**TASK PROMPT**.
Present as a Markdown table with the columns "No." and "Line" the part of the listing below that opens with the line containing "Query: gold leash clip" and closes with the line containing "834L277 834L277 840L272", both included. Number each row and skip blank lines.

**Source records**.
-- -- --

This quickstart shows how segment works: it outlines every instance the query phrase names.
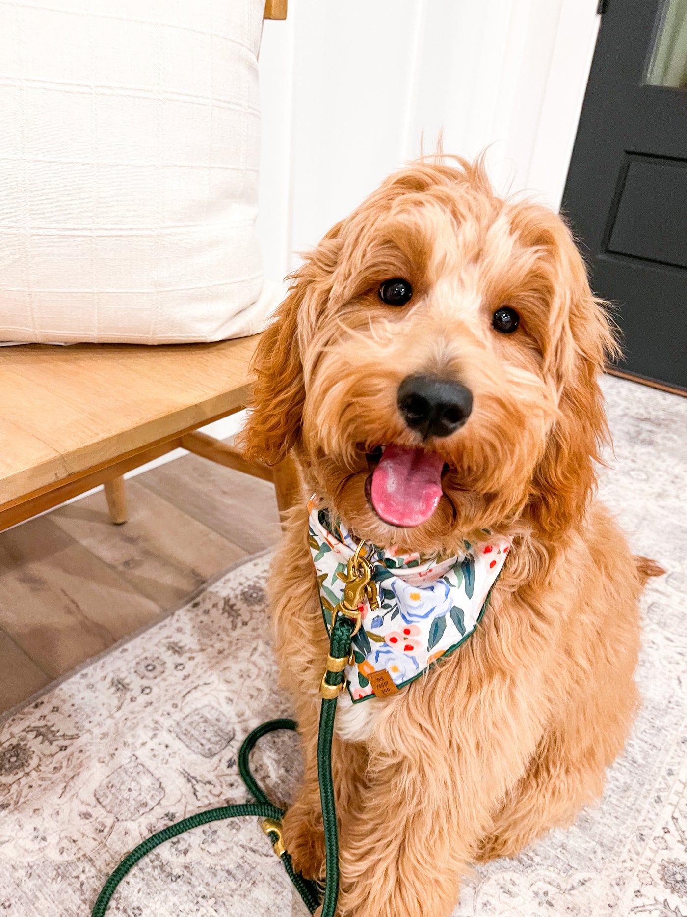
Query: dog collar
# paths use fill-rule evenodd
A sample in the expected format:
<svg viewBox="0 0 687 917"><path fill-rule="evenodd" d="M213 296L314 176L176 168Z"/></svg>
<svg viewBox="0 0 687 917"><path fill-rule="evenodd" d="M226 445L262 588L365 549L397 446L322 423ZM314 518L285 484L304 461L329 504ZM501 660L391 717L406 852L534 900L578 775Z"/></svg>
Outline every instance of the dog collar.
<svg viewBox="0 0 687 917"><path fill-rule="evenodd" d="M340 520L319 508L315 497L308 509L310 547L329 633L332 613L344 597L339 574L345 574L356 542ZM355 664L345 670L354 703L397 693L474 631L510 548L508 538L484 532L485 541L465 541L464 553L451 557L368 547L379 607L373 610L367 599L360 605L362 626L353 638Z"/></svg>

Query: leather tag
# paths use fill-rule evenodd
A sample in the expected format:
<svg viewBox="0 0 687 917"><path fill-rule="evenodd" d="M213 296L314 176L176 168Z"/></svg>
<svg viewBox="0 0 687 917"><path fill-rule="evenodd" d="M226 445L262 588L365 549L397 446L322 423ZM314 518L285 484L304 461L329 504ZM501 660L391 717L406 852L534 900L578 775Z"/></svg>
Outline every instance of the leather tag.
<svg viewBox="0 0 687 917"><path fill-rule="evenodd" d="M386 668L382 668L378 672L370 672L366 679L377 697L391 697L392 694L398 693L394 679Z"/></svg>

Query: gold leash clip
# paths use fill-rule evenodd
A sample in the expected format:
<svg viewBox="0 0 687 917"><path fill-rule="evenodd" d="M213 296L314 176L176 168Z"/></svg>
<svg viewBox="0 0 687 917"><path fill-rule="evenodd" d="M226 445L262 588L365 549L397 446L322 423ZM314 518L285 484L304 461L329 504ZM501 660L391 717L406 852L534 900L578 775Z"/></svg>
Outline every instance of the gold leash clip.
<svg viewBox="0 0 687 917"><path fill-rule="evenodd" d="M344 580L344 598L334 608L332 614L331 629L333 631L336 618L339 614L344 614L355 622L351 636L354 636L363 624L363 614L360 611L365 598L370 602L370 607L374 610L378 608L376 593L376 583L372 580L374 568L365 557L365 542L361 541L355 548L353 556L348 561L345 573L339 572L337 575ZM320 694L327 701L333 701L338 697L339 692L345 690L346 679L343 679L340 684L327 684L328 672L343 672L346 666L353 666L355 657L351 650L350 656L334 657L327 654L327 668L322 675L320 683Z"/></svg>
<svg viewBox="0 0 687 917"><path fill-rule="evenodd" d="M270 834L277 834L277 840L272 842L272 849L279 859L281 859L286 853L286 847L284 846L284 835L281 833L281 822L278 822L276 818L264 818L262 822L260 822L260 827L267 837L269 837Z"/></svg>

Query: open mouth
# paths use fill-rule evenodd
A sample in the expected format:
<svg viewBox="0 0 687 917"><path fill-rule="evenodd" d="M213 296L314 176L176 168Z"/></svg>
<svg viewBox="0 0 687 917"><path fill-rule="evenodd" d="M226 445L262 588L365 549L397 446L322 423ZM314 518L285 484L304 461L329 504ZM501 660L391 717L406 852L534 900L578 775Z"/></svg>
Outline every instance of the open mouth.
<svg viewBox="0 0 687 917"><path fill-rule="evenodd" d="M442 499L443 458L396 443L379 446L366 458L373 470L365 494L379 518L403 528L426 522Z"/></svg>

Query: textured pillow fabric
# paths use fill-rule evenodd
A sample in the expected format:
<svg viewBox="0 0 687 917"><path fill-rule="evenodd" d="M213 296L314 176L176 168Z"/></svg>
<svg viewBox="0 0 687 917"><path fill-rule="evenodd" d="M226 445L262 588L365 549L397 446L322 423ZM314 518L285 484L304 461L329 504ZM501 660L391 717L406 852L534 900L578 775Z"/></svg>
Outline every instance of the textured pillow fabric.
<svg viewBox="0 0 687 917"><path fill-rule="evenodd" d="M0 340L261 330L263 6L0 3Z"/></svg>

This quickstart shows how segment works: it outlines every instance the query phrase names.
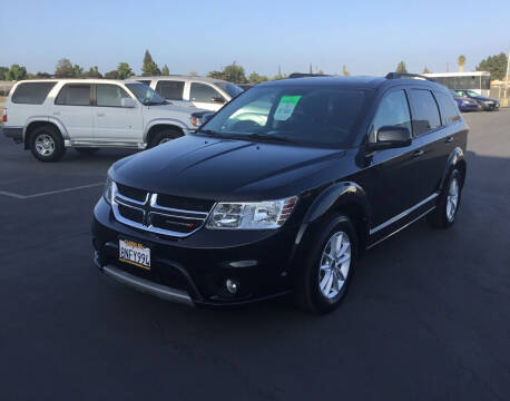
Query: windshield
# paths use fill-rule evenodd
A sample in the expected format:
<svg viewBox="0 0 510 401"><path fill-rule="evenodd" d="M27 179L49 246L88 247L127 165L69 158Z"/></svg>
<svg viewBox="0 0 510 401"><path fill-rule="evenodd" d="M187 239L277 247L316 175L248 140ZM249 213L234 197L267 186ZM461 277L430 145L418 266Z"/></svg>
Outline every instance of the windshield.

-- -- --

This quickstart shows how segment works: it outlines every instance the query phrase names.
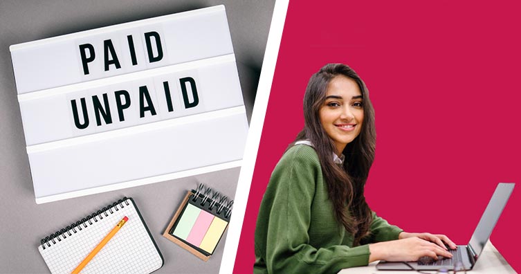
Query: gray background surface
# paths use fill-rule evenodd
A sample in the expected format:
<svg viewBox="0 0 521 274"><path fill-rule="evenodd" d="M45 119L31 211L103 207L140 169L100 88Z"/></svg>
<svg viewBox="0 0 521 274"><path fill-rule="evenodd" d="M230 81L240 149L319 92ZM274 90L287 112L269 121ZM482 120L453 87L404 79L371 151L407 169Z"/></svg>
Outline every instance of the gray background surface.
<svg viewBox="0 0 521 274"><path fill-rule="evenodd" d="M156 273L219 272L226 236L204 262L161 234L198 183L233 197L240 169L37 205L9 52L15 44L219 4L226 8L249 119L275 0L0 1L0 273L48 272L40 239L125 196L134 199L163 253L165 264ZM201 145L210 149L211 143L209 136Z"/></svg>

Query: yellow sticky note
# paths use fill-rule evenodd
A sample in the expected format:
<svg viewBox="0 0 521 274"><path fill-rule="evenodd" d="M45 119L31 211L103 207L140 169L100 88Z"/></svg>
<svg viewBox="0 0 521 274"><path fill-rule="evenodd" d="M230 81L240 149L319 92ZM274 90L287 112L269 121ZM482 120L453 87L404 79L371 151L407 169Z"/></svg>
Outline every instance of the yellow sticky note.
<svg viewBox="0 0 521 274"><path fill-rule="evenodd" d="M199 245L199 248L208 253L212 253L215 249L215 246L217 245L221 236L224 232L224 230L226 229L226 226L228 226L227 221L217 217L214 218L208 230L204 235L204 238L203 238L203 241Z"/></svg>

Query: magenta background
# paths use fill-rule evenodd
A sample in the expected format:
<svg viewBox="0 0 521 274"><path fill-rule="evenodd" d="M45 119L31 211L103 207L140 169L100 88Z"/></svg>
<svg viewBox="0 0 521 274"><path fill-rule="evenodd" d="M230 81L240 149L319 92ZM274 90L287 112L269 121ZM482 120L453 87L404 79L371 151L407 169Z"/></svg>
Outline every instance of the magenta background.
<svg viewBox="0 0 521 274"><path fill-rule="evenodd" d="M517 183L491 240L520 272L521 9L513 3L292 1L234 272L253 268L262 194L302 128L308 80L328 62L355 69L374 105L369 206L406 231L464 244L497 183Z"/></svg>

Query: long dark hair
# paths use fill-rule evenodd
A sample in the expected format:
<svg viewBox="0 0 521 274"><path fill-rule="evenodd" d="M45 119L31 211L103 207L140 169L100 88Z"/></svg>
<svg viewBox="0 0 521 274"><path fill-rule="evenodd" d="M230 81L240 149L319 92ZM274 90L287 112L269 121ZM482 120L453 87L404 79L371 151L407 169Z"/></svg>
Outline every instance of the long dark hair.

-- -- --

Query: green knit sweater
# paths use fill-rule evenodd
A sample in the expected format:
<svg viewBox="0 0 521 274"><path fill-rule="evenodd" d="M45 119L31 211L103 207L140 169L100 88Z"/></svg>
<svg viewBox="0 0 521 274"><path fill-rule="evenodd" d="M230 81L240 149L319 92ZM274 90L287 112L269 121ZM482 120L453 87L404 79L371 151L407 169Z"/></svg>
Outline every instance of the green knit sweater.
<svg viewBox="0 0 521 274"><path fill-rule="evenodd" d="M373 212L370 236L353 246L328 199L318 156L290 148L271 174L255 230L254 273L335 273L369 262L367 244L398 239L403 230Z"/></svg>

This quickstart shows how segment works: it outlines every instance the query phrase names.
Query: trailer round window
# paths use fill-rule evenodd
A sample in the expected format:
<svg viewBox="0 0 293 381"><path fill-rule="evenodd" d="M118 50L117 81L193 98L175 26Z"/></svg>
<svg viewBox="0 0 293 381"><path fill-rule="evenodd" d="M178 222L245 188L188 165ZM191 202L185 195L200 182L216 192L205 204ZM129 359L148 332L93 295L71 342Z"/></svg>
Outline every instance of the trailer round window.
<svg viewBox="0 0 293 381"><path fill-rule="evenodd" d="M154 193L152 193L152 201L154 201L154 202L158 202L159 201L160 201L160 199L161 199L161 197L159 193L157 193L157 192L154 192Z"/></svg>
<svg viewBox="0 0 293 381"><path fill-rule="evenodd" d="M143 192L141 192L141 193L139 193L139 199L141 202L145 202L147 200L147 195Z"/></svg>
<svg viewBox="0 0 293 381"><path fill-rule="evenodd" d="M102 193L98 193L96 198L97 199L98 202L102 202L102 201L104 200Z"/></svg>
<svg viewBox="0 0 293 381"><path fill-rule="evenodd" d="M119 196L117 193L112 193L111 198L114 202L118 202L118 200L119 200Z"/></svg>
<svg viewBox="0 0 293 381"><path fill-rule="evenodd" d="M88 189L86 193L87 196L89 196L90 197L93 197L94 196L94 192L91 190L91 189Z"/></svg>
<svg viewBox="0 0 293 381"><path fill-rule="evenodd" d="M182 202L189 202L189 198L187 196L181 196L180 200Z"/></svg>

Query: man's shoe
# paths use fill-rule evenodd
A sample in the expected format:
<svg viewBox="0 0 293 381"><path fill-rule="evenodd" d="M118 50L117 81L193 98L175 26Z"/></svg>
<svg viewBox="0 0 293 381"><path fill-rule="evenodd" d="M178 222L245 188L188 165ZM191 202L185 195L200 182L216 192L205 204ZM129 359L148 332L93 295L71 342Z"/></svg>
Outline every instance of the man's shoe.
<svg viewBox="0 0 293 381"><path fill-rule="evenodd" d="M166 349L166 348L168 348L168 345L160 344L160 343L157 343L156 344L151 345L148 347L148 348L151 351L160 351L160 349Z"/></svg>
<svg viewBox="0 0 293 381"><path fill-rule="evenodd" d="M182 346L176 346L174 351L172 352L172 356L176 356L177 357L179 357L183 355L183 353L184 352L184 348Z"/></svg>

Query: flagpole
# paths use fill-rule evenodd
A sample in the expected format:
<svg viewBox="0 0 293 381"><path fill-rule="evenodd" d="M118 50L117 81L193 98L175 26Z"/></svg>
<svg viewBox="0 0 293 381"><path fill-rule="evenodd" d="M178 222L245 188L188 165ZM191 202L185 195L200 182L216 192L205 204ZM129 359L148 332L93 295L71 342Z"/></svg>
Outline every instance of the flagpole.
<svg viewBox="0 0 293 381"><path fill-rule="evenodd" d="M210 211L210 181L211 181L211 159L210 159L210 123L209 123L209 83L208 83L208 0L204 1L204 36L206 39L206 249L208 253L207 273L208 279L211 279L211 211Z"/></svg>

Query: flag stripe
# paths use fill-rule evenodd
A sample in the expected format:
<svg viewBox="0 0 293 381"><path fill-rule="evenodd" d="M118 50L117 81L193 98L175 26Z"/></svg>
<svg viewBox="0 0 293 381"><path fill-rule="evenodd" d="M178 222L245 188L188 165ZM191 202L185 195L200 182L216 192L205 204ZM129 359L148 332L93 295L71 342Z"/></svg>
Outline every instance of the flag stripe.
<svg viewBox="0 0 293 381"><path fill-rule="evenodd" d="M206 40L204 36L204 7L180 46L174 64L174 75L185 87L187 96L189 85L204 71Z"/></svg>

-- -- --

**EXERCISE RESULT**.
| No. | Line |
|---|---|
| 1 | Query: gold leash clip |
| 2 | # paths use fill-rule evenodd |
| 3 | A sample in the expected format: |
| 4 | <svg viewBox="0 0 687 917"><path fill-rule="evenodd" d="M213 296L314 176L176 168Z"/></svg> |
| 5 | <svg viewBox="0 0 687 917"><path fill-rule="evenodd" d="M226 445L262 588L365 549L397 446L322 423ZM314 518L285 484L304 461L329 504ZM501 660L391 717L406 852L534 900L578 775Z"/></svg> |
| 6 | Outline every instance of the gold leash clip. |
| 7 | <svg viewBox="0 0 687 917"><path fill-rule="evenodd" d="M344 580L344 598L334 608L332 614L331 629L333 631L336 618L339 614L344 614L355 622L351 636L354 636L363 624L363 614L360 611L365 598L370 602L370 607L374 610L378 608L376 593L376 583L372 580L374 568L365 557L365 542L361 541L355 548L353 556L348 561L345 573L339 572L337 575ZM320 694L327 701L333 701L338 697L339 692L345 690L346 679L343 679L340 684L327 684L328 672L343 672L346 666L353 666L355 657L351 650L350 656L334 657L327 654L327 668L322 675L320 683Z"/></svg> |
| 8 | <svg viewBox="0 0 687 917"><path fill-rule="evenodd" d="M270 834L277 834L277 840L272 842L272 849L279 859L281 859L286 853L286 847L284 846L284 835L281 833L281 822L278 822L276 818L264 818L262 822L260 822L260 827L267 837L269 837Z"/></svg> |